Task to complete => Print every line of the following data unchanged, in the same order.

──────────────────────────────

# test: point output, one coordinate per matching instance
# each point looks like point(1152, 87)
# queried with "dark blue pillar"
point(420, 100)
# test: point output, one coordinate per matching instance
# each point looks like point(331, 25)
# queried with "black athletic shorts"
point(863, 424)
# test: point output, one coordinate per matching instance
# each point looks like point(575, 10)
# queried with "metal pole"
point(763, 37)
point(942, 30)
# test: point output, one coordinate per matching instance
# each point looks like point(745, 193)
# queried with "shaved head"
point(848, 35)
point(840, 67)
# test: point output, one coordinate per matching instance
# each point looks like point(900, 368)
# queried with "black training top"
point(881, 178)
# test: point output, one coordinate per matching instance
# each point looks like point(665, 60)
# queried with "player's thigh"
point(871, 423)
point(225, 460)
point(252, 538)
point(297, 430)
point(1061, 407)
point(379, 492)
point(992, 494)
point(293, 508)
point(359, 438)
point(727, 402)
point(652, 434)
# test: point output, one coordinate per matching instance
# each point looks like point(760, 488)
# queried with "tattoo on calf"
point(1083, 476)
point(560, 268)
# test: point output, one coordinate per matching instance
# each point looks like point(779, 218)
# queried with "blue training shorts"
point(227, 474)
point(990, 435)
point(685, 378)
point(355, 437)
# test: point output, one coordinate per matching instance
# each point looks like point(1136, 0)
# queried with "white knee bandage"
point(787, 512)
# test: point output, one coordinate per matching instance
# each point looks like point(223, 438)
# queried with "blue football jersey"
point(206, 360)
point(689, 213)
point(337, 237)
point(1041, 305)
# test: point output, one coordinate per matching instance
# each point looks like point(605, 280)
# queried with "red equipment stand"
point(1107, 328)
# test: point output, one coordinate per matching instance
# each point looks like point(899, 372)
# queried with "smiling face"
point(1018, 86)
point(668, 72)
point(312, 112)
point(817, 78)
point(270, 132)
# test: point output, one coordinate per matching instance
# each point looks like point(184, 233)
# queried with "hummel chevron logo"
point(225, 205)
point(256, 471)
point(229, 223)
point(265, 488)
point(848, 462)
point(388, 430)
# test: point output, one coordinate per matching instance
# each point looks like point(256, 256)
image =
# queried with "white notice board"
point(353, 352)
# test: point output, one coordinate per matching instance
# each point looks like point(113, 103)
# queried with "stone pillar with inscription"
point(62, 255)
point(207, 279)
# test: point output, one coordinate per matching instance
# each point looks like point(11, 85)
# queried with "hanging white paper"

──────────────────────────────

Final result =>
# test: point output, one coordinate per matching instance
# each point looks like point(1152, 87)
# queried with "dark blue pillar"
point(420, 100)
# test: point output, one coordinate per matching instance
# each point looks like point(331, 25)
# queried with "black athletic shorts"
point(863, 424)
# test: point output, one coordinate per matching instance
# each point looks like point(575, 10)
# queried with "metal pole"
point(763, 37)
point(942, 30)
# test: point output, one coordinate per matching instance
# each point looks like point(745, 193)
# queried with "shaved head"
point(848, 35)
point(840, 67)
# test: point output, one coordinate per matching instance
# each point looks like point(900, 368)
# queried with "black training top"
point(881, 178)
# test: point output, one coordinate per matching instance
# each point looks like point(665, 60)
# queried with "player's thigh"
point(871, 423)
point(225, 460)
point(252, 538)
point(297, 430)
point(1061, 407)
point(379, 492)
point(992, 494)
point(293, 508)
point(359, 438)
point(727, 402)
point(652, 434)
# test: point output, one coordinate per matching instance
# each point looks like point(760, 488)
# queried with "tattoo on calf"
point(1083, 476)
point(560, 268)
# test: point output, one coordinate per matching instance
# each point looks like point(779, 218)
# queried with "blue training shorts"
point(227, 474)
point(990, 435)
point(685, 378)
point(355, 437)
# test: point output, one coordinate per matching instance
# each point looks like point(1136, 0)
# queried with "white knee bandage"
point(787, 512)
# test: point output, one coordinate per matching instance
# each point looks like point(223, 438)
# queried with "blue football jersey"
point(206, 360)
point(689, 213)
point(337, 237)
point(1041, 305)
# test: point output, one coordinate per matching instance
# each point looks like point(605, 280)
# queried with "red equipment stand"
point(1107, 328)
# test: point output, one coordinate per matching instance
# each point looks like point(899, 372)
# queried with "smiling face"
point(1018, 86)
point(668, 72)
point(312, 112)
point(817, 78)
point(270, 132)
# test: point output, one coordinate per matching instance
# each point looks like point(184, 233)
# queried with "hummel chevron logo"
point(225, 205)
point(256, 471)
point(229, 223)
point(265, 488)
point(848, 462)
point(388, 430)
# test: point output, one coordinate per matching instance
# each point looks like point(256, 256)
image =
# queried with "white notice board"
point(353, 352)
# test: point output, one coordinate per matching instance
# each point looks like point(113, 103)
# queried with "stone pillar with inscription"
point(62, 255)
point(207, 279)
# test: point output, one coordinate per matching instance
# each point looks like point(11, 85)
# queried with "hanging white paper"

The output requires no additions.